(Rows from a pointing dataset)
— Start —

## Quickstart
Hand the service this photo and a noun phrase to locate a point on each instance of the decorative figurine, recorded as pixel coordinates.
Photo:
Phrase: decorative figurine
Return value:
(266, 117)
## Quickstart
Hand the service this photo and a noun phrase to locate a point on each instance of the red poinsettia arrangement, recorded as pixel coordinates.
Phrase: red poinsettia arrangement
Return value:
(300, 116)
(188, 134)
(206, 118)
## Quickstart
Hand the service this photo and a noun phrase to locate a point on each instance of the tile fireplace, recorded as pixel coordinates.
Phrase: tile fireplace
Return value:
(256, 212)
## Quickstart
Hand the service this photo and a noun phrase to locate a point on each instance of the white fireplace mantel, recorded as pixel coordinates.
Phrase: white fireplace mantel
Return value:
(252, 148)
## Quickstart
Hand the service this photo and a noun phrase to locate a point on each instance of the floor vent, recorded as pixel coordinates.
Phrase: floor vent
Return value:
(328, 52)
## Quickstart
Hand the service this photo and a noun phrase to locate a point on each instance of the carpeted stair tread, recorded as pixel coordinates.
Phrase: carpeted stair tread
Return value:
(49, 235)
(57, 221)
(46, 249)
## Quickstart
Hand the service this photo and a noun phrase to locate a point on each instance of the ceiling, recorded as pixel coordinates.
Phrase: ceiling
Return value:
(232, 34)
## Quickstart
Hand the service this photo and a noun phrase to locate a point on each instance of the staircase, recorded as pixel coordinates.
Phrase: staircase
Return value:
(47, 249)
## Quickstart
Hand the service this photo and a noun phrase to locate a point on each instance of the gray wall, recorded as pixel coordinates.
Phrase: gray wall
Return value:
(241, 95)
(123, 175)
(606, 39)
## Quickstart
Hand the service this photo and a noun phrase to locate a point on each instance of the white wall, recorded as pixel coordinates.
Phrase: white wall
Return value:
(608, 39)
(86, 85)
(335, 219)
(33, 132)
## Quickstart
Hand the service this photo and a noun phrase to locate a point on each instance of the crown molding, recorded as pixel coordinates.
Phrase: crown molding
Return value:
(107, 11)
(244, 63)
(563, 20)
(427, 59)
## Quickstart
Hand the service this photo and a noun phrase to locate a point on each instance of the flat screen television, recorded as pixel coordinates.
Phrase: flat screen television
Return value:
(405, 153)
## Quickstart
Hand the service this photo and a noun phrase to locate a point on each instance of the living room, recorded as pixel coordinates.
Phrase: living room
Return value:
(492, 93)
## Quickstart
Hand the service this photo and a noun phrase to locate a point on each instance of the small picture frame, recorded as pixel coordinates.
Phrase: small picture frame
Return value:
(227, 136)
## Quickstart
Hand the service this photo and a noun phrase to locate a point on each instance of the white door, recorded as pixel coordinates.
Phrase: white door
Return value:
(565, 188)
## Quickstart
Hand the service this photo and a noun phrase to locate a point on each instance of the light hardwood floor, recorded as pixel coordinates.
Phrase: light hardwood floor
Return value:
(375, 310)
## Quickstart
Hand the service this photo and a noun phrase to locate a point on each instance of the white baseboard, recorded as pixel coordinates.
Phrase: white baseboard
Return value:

— End —

**Set problem**
Count the lines in the records above that contain the string "ceiling", treating uppercase and lowercase as distinct. Give only the number.

**Solved exercise**
2